** SET OF TASKS **
1. In the blog post about OpenAI's planned AI browser, what three example tasks are given for the browser to complete?
2. Continue the blog post about OpenAI's planned AI browser from the point where it stops.

** PAGE EXCERPT **
*** Block opens ***
OpenAI is reportedly planning to launch its own AI-powered browser in the coming weeks. How, I wondered, would it differ from traditional browsers? As I so often do these days, I went to ChatGPT for an answer. You can read the full thread here but let me see if I can hit a few of the high points.
You’ll be able to chat directly with the browser, much like using ChatGPT. Ask a question or give a command and it interacts on your behalf—summarizing information, fetching answers, and even completing tasks—all within the chat interface. Filling forms, booking flights or making reservations, for example.
What might such an “agentic assistant” be able to do with my blog. Assuming I gave it login credentials and admin permissions (I won’t) it could search and read, draft posts, link across posts, update old formatting and a bunch of other stuff that could fuck things up. No way, Jose.
But if I could configure an AI browser to function like a smart human reader or a research assistant it could:
- Find themes and patterns (among my six thousand posts!)
*** Block closes ***
** INFORMATION GIVEN **
*** Block opens ***
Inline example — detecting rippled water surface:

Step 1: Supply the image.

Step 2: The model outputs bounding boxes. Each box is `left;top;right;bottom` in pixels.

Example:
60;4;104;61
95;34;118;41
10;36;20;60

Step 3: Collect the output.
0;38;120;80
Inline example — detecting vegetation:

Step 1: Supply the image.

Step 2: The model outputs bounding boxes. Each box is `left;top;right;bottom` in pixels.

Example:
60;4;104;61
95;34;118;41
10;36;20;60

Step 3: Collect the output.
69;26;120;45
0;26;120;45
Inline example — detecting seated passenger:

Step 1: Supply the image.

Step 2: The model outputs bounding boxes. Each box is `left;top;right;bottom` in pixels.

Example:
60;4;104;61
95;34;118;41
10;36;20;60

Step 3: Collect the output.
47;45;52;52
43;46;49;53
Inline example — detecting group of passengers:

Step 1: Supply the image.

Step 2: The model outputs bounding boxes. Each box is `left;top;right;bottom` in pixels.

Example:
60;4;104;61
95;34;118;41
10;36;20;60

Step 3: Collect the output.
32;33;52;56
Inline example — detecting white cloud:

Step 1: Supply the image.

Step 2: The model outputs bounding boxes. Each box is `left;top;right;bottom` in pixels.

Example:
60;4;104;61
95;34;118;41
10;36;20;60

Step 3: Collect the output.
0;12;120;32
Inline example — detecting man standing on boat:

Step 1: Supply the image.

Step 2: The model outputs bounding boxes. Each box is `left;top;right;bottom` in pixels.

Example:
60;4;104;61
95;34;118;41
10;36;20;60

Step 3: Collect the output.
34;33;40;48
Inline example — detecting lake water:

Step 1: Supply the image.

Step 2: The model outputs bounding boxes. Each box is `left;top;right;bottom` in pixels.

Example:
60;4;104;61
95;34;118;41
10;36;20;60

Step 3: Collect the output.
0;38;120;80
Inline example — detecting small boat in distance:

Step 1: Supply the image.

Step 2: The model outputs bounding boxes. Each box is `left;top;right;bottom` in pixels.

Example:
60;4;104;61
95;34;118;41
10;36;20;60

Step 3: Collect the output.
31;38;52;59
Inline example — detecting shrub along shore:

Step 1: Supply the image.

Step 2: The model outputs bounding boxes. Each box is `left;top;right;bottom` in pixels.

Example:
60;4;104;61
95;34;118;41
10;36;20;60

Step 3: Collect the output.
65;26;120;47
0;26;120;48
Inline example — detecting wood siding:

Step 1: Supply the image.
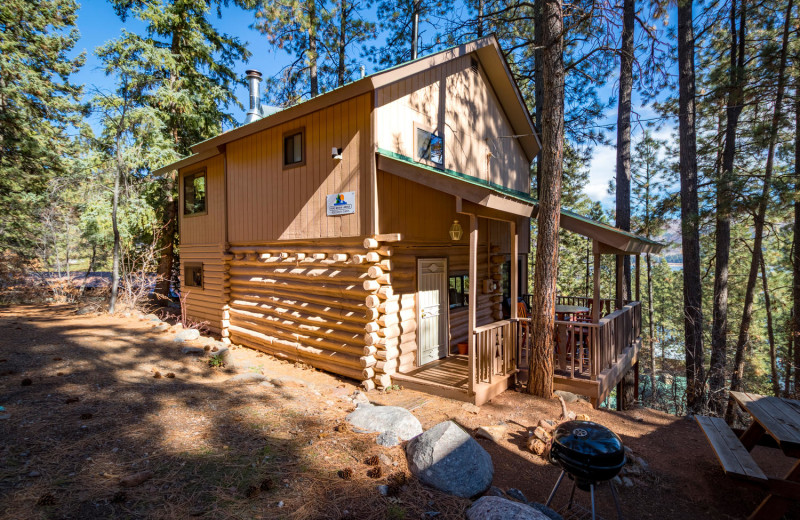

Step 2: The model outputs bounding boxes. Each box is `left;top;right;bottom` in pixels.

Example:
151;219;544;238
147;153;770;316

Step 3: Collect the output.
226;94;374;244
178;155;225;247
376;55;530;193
*** Block closes ***
** ANSWERS PROVIDED **
1. Filling forms, booking flights, or making reservations.

2.
- Surface old posts I’ve forgotten about
- Group related posts
- Answer meta-questions like “Pull some of the more interesting ideas about consciousness (111 posts)”
- Help draft new content by pulling quotes, references, or past insights
Who’s gonna pay for all this AI magic? That’s right, advertisers. ChatGPT listed some likely models:
- Sponsored Answers – Ads baked directly into responses. “Here are 3 books on meditation. One is a sponsored recommendation.”
- Affiliate Links – If you buy something through a link the AI gives, OpenAI might get a cut.
- Subscription-Only (Ad-Free) – A paid plan to avoid ads and tracking entirely.
- Contextual Suggestions – “There’s a Land Rover part on sale—want to check it out?”
Wonder what I’d be willing to pay to go through Door #3.